YOUR TASK |
Give the records back in full, exactly as they read.

MATERIALS PROVIDED |

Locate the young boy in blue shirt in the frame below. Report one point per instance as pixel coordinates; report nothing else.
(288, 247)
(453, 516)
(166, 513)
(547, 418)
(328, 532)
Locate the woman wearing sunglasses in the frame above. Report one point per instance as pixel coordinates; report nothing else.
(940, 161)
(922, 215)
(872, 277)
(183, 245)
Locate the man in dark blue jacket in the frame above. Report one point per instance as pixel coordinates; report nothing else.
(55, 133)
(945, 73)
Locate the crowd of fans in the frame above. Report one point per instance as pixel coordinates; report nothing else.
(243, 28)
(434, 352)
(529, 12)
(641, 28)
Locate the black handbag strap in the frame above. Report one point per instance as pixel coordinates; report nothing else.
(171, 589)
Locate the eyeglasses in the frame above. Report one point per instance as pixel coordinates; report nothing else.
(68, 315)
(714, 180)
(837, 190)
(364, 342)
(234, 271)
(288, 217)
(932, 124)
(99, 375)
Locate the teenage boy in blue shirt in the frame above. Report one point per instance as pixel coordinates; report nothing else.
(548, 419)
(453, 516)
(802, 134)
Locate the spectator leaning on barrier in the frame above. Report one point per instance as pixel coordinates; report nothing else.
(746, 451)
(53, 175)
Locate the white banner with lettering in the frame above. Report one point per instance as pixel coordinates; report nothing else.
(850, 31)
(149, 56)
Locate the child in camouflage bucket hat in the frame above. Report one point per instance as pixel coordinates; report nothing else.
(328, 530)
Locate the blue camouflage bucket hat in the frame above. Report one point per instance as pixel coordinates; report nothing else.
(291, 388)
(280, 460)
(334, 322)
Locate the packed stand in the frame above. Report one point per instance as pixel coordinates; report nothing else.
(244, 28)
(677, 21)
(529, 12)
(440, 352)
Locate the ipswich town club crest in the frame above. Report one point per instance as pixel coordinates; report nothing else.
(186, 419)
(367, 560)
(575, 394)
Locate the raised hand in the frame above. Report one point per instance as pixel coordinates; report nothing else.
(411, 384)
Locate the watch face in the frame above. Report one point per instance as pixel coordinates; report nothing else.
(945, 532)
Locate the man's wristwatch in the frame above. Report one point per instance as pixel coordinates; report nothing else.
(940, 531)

SOLUTION BELOW |
Locate the young boy in blue shirt in the frame below. Report one point per instance as pixel coordinates; report nothing else.
(288, 247)
(453, 516)
(166, 513)
(547, 418)
(328, 532)
Locate the woman wearing sunglasses in the frame above. Report one point per instance as pixel coordinates; report nothing else.
(940, 161)
(922, 215)
(872, 277)
(183, 245)
Locate the man in dark blue jacket in the frame above. Report one point per instance as pixel coordinates; report nothing else.
(55, 133)
(945, 73)
Locate the crowd of fans in the frame above. Report one point per instance as pixel coordinates; report nothing else.
(243, 28)
(434, 352)
(529, 12)
(641, 28)
Locate the black handbag strap in the frame above. Report one point per instance as pixel coordinates; report nothing else.
(171, 589)
Locate the eyeglasses in the frame above. Report one point per instance as pixel coordinates; report nothing else.
(68, 315)
(714, 180)
(837, 190)
(364, 342)
(234, 271)
(288, 217)
(932, 124)
(99, 375)
Locate the teenage boy in blue shirt in the frame above. Report one point per instance as pixel coordinates; report nothing else.
(548, 419)
(453, 516)
(802, 134)
Locate the spectator leaning on barrier in the frame above. Report one point per instance as pixel coordinates; report nothing else.
(746, 451)
(53, 175)
Locate the white banner with lettering in the frame above. Report one point per instance as pixel coordinates; report nothing else.
(850, 31)
(149, 56)
Locate the child in camouflage bucket hat in the frame above. Report one point per instance as pixel coordinates; report nothing else.
(328, 530)
Locate the blue camouflage bucket hat in the frame above. Report one point per instance as pixel coordinates; report nothing else.
(291, 388)
(280, 460)
(334, 322)
Locate the packed stand in the frame above. Report one point per instance as pixel coordinates; report nothing else.
(244, 28)
(677, 21)
(529, 12)
(440, 352)
Locate the ipswich town club crest in the frame above. Report one point per instance as pixel coordinates; report nothing else.
(186, 419)
(367, 560)
(575, 394)
Locate the raised hand in the frame above. Report one point per instance as pixel coordinates; report nothing else.
(411, 384)
Locate the watch face in the frame above. Report one point per instance as pixel coordinates; report nothing else.
(945, 532)
Locate the man's wristwatch in the frame above. Report one point per instance as pixel coordinates; report nothing else.
(940, 531)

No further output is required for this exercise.